:: To be done ::
Give the lines of the records below as a JSON list of strings, one string per line with blank lines left out. Include only the lines from the one containing "the mantis head" through the one containing "[5,56,37,87]", both included.

:: Provided records ::
___
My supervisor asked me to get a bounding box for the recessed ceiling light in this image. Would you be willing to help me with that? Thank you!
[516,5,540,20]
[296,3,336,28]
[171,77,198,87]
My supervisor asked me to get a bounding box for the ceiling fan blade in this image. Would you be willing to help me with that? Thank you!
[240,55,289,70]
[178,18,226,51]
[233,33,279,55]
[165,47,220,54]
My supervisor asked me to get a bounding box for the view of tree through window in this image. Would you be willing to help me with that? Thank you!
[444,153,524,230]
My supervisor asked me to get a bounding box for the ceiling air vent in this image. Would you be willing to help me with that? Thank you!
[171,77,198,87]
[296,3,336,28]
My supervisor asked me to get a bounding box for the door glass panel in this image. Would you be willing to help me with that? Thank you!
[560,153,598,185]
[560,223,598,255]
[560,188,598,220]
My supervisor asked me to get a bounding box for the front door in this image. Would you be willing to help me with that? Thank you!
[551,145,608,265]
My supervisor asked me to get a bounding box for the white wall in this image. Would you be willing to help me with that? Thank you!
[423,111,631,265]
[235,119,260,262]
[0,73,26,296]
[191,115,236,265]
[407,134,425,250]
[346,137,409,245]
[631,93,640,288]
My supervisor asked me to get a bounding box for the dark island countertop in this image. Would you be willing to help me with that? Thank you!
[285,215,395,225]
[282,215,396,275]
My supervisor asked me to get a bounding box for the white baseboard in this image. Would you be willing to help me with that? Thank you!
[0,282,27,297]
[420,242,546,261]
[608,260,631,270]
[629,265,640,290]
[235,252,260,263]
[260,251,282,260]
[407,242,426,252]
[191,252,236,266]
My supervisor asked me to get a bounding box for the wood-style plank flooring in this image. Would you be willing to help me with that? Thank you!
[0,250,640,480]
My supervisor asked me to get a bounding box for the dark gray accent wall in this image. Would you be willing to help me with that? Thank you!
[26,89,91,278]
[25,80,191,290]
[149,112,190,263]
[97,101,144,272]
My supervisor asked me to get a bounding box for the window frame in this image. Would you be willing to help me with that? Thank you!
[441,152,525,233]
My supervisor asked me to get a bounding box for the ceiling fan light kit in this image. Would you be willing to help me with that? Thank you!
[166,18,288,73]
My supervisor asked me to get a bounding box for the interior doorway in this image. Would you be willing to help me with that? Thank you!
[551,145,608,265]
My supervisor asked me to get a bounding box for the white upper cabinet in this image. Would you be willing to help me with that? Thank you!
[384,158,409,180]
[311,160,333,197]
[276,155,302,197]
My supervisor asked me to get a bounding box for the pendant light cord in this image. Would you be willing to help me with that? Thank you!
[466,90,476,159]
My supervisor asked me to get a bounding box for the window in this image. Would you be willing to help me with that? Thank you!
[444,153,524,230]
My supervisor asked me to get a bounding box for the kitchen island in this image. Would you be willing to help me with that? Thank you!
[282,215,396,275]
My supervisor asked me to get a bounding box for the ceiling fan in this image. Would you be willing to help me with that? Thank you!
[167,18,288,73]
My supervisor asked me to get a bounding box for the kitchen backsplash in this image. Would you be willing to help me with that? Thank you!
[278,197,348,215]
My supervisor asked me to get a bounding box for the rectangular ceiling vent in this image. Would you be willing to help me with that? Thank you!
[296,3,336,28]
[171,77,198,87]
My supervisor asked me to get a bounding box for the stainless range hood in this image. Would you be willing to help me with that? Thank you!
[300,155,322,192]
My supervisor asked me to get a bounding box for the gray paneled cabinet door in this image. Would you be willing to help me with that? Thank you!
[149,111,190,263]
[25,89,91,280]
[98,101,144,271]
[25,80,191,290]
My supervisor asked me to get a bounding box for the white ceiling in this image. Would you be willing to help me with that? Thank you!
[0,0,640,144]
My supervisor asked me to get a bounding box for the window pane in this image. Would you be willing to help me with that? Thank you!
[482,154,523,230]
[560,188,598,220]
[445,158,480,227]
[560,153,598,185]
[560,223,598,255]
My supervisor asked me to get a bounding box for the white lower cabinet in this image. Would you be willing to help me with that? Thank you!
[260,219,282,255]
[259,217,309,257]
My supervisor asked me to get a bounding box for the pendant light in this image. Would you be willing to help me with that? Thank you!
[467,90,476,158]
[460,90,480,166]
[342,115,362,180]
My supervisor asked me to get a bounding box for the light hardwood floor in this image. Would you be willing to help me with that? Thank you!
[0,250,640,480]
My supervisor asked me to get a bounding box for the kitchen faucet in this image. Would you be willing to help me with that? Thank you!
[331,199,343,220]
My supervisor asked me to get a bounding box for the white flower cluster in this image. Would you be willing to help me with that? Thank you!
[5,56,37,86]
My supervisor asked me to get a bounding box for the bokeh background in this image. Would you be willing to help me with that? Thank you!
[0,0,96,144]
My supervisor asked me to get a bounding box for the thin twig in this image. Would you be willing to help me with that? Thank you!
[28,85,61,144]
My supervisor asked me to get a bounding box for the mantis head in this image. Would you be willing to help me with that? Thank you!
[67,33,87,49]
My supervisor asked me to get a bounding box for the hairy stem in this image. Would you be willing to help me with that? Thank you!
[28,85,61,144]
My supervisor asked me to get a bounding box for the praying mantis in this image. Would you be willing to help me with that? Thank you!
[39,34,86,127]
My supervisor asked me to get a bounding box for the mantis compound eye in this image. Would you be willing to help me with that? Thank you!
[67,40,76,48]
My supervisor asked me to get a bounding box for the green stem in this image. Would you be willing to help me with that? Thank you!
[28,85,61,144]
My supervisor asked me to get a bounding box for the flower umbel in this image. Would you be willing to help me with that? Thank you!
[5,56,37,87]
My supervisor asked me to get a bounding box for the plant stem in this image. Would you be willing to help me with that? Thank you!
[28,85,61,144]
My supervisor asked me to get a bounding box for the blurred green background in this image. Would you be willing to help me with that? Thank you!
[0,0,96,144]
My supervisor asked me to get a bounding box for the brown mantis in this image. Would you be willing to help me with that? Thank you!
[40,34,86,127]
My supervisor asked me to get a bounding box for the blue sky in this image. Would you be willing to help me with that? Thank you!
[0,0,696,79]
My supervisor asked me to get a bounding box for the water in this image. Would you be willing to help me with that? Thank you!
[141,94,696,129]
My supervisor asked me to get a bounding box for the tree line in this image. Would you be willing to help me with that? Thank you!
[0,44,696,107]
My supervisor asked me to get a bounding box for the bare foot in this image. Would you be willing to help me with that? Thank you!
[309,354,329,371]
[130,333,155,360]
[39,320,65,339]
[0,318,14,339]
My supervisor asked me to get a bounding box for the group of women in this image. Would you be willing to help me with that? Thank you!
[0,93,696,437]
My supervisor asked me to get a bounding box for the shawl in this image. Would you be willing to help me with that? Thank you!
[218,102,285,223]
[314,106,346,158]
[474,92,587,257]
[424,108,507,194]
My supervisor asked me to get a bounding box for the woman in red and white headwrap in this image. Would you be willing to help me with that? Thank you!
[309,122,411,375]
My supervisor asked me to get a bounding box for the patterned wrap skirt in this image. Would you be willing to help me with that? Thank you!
___
:: Output below ::
[
  "My supervisor asked me to get a bounding box for the mantis head in this image. Would you be willing to help me with that? Thank you!",
  "[67,33,87,49]",
  "My supervisor asked me to get a bounding box for the hairy stem in this image. Would you be willing to help me with that? Thank you!",
  "[28,85,61,144]",
  "My supervisor asked me to get a bounding box for the praying mantis in this image. Would you be willing to help me with that? Thank you!",
  "[39,34,86,127]",
  "My supervisor asked me to get a bounding box for the mantis compound eye in this image. Would you be willing to help me with that? Thank you!",
  "[67,40,76,48]",
  "My supervisor asked me to get a bounding box for the green stem in this image. Would you be willing to help me with that? Thank you!",
  "[28,85,61,144]",
  "My supervisor asked me to get a bounding box for the flower umbel in this image. Would you be willing to help me with that? Thank you!",
  "[5,56,37,87]"
]